Instruction: Please turn every row below into a numbered list, leaving out any blank lines.

┄┄┄┄┄┄┄┄┄┄┄┄┄┄┄┄┄┄┄┄

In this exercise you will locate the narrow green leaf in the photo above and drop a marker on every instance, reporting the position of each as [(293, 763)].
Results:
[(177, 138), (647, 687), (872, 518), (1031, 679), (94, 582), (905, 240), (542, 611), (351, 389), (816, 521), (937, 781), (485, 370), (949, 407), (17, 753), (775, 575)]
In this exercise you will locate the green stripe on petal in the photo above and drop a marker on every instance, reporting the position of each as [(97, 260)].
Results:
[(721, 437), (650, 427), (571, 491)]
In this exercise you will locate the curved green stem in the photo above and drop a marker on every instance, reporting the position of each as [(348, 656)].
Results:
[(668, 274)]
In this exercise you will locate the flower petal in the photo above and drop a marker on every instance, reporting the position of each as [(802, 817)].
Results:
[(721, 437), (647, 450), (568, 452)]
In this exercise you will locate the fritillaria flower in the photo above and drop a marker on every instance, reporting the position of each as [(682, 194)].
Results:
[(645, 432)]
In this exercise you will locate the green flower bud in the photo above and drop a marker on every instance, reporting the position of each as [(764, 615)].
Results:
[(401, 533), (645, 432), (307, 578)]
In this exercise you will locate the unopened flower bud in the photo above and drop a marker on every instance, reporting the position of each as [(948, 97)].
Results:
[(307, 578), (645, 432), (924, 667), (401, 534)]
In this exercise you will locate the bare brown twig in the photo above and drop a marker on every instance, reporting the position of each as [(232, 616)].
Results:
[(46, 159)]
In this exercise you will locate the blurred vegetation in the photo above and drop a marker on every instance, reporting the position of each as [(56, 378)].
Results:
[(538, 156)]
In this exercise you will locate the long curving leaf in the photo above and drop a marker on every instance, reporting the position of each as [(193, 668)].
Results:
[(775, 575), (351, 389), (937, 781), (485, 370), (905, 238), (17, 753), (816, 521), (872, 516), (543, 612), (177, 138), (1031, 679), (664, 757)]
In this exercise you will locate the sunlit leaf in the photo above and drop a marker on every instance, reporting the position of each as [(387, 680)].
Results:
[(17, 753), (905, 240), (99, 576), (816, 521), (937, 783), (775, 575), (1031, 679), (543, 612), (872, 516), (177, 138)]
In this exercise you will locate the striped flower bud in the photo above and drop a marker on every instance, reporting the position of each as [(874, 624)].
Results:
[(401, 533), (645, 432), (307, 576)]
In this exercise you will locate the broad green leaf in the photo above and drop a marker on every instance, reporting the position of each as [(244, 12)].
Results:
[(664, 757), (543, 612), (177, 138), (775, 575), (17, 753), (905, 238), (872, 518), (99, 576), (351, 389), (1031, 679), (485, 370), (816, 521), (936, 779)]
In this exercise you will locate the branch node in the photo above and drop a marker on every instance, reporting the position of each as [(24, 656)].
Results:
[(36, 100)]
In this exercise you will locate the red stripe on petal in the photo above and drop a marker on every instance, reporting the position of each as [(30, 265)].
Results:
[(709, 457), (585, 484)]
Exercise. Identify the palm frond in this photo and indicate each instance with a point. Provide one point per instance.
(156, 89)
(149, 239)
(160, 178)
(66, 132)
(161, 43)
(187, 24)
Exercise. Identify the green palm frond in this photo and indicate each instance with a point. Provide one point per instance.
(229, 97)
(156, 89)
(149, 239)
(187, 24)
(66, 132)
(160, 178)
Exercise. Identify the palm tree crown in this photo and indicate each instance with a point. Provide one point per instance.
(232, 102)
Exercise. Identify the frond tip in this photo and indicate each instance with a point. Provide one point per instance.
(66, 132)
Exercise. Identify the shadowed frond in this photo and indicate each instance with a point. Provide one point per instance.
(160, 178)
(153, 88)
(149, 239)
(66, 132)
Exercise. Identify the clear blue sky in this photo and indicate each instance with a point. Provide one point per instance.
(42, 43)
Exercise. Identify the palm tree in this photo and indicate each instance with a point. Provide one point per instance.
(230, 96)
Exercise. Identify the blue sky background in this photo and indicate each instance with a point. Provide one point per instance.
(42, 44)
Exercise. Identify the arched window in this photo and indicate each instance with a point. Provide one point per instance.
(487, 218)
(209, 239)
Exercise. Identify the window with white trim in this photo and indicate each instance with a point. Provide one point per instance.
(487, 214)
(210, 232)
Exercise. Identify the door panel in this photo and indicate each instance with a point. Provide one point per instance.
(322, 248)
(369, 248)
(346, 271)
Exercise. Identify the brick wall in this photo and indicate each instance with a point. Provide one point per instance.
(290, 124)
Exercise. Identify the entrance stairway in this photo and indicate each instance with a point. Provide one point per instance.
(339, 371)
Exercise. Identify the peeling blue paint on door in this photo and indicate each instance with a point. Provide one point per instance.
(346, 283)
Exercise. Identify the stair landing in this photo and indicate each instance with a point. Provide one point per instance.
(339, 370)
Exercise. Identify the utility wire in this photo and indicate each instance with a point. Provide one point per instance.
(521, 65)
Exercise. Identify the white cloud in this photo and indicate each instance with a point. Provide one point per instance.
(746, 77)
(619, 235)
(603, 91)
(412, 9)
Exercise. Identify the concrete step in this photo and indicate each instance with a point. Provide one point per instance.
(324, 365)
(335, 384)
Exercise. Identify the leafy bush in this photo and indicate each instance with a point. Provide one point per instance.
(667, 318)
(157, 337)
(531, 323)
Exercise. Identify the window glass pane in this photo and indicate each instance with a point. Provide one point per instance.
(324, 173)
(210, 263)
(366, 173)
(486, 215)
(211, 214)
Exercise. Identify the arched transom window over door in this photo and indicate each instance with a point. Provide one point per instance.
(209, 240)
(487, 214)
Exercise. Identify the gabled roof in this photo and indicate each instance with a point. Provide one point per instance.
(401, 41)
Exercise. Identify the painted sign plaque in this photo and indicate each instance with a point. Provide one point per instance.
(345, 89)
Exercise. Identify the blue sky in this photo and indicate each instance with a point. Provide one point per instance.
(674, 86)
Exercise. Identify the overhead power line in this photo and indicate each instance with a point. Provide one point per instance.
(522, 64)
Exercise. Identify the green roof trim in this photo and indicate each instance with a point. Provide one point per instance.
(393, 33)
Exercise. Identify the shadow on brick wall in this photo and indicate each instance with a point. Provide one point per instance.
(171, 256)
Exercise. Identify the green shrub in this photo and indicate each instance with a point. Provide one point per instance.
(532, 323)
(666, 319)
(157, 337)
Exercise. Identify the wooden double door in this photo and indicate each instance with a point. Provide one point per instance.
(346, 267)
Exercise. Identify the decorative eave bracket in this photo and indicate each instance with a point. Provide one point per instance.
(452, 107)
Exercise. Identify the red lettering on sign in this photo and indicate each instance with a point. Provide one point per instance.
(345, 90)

┄┄┄┄┄┄┄┄┄┄┄┄┄┄┄┄┄┄┄┄

Solution to this problem:
1. In this exercise you will locate the narrow green leaf in the photo above and drop a marker on every instance, reporting the position of each as [(293, 763)].
2. Results:
3. [(177, 138), (647, 687), (872, 518), (1031, 679), (94, 582), (905, 240), (542, 611), (351, 389), (816, 521), (937, 781), (485, 370), (949, 407), (17, 753), (775, 575)]
4. In this exercise you will locate the green stripe on petal in the photo above and drop a marker on every instance, reporting the position of each as [(97, 260)].
5. Results:
6. [(721, 437), (650, 427), (571, 491)]
7. In this exercise you will locate the curved green stem in the photo above and drop a marker on every instance, reporting the position of each as [(348, 656)].
8. Results:
9. [(668, 274)]
10. In this exercise you will locate the flower petal in the photo above and drop a marker on every instance, reporting the position of each as [(802, 817)].
11. Results:
12. [(721, 437), (647, 450), (568, 452)]
13. In this exercise you will locate the fritillaria flower in the photo above and drop a marker on every instance, reporting the position of each as [(682, 194)].
14. Results:
15. [(645, 432)]
16. In this exercise you will locate the green flower bud in the photo above and drop a marker on every instance, reporting the position of each as [(764, 615)].
17. Results:
18. [(401, 533), (645, 432), (307, 578)]
19. In this exercise you will locate the unopened flower bud in the photo above and drop a marker on every instance, reporting the position of each as [(948, 97)].
20. Results:
21. [(307, 578), (645, 432), (924, 667), (401, 534)]
22. In this exercise you will locate the bare brown twig in the photo above and drop a marker on every instance, reporting the position of each as [(232, 616)].
23. Results:
24. [(46, 159)]
25. In this exercise you will locate the blurred vegetation in the photo above and drop a marker on every instance, reporting the position of each as [(56, 378)].
26. Results:
27. [(538, 156)]
28. In this exercise you will locate the long curving leaf in the photo above and drop a marker on every instance, reporting the position of each as [(193, 668)].
29. Results:
30. [(775, 575), (351, 389), (937, 781), (485, 370), (905, 238), (17, 753), (816, 521), (872, 516), (543, 612), (177, 138), (1031, 679), (664, 757)]
31. In this exercise you will locate the sunlit leaf in the photo above and drop a marker on every instance, reporting the position of each as [(387, 680)].
32. Results:
33. [(17, 753), (905, 240), (99, 576), (816, 521), (937, 783), (775, 575), (1031, 679), (543, 612), (872, 516), (177, 138)]
34. In this exercise you will locate the striped flower bud in the photo above and drop a marker on every instance, reporting the position of each as [(874, 624)].
35. Results:
36. [(401, 533), (645, 432), (307, 576)]
37. In this exercise you will locate the broad green leaf in the photo above and drop a marker on every instance, reporting the position of each as [(244, 12)].
38. Results:
39. [(664, 757), (543, 612), (177, 138), (775, 575), (17, 753), (905, 238), (872, 518), (99, 576), (351, 389), (1031, 679), (485, 370), (816, 521), (936, 779)]
40. In this exercise you will locate the branch node in the photo above and drop a marker on every instance, reporting the position of each as [(24, 656)].
41. Results:
42. [(36, 100)]
43. In this exercise you will locate the red stripe on petal in the photo above and drop a marker on every instance, reporting the position of each as [(30, 265)].
44. Results:
45. [(709, 457), (585, 484)]
46. Exercise. Identify the palm frond in this photo and indicate each instance with a point. Provide one point per instance.
47. (156, 89)
48. (149, 239)
49. (160, 178)
50. (66, 132)
51. (161, 43)
52. (187, 24)
53. Exercise. Identify the green palm frond in this photo and indicate each instance with a point. Provide one point per instance.
54. (229, 97)
55. (156, 89)
56. (149, 239)
57. (187, 24)
58. (66, 132)
59. (160, 178)
60. Exercise. Identify the palm tree crown in this photo and indicate each instance with a point. Provide one point per instance.
61. (232, 102)
62. Exercise. Identify the frond tip in this photo and indicate each instance with a point. Provide one point per instance.
63. (66, 132)
64. Exercise. Identify the shadowed frond in this photo and indicate each instance with a point. Provide one point per instance.
65. (160, 178)
66. (153, 88)
67. (149, 239)
68. (66, 132)
69. Exercise. Identify the clear blue sky in this photo and indicate each instance with a point. Provide one point per instance.
70. (42, 43)
71. Exercise. Identify the palm tree in this photo and indicate each instance with a point. Provide one point per instance.
72. (230, 96)
73. Exercise. Identify the blue sky background in this photo and indicate each instance with a point. Provide one point per instance.
74. (42, 44)
75. Exercise. Identify the arched window in this photo and indicate each instance with a point. Provide one point per instance.
76. (487, 218)
77. (209, 239)
78. Exercise. Identify the window with white trim in this photo and indicate each instance with a point. Provide one point per instance.
79. (487, 214)
80. (210, 232)
81. Exercise. Identify the door panel in this photo and indicate each instance with a point. Provide one point per instance.
82. (322, 248)
83. (369, 248)
84. (346, 271)
85. Exercise. Identify the brick wall in this photo and indicate each instance with a point. Provide one point per instance.
86. (290, 124)
87. Exercise. Identify the entrance stairway in this photo and indicate each instance with a point. Provide one point per instance.
88. (339, 371)
89. Exercise. Identify the peeling blue paint on door in this photo and indicate each instance with a point. Provide one point per instance.
90. (346, 283)
91. Exercise. Identify the stair landing in this photo and indicate each instance with a point. Provide one point per instance.
92. (339, 370)
93. Exercise. Identify the utility wire in this photo and indicate each instance with a point. Provide one point per instance.
94. (521, 65)
95. Exercise. Identify the white cloud in this photo and indicate each instance with a point. Provide one point per instance.
96. (746, 77)
97. (619, 235)
98. (603, 91)
99. (412, 9)
100. Exercise. Identify the concrete step in this photo and indicate each instance with a point. Provide one point per instance.
101. (324, 365)
102. (335, 384)
103. Exercise. Identify the leafy bush in this photo and indicate each instance with a point. Provide one point per instance.
104. (667, 318)
105. (157, 337)
106. (531, 323)
107. Exercise. Identify the window glass pane in this photo and indicate each instance with a point. Provide one point per instance.
108. (324, 173)
109. (210, 263)
110. (366, 173)
111. (486, 215)
112. (211, 214)
113. Exercise. Identify the arched transom window over door in this photo and indicate each instance with a point. Provide one point per instance.
114. (209, 240)
115. (487, 214)
116. Exercise. Identify the gabled roof in this photo and indicate each instance with a point. Provide one point per instance.
117. (401, 41)
118. Exercise. Identify the painted sign plaque in this photo and indicate each instance with a point. Provide one point per instance.
119. (345, 89)
120. Exercise. Identify the blue sky in this photo and indicate each instance with a point. Provide one point per instance.
121. (674, 86)
122. Exercise. Identify the overhead power line in this photo and indicate each instance with a point. Provide one point per instance.
123. (522, 64)
124. Exercise. Identify the green roof trim in this photo and indicate each instance with a point. Provide one point per instance.
125. (393, 33)
126. Exercise. Identify the shadow on brick wall in this photo and indicate each instance with a point. Provide one point per instance.
127. (171, 256)
128. Exercise. Identify the green shrub in this photo and indicate each instance with a point. Provide one point per instance.
129. (532, 323)
130. (666, 319)
131. (157, 337)
132. Exercise. Identify the wooden double door in this photo and indicate each instance with a point. Provide one point per instance.
133. (346, 267)
134. Exercise. Identify the decorative eave bracket in this photo and indicate each instance with a point. Provide one point per instance.
135. (452, 107)
136. Exercise. Identify the red lettering on sign in this photo and indicate each instance with a point. Provide one point per instance.
137. (345, 90)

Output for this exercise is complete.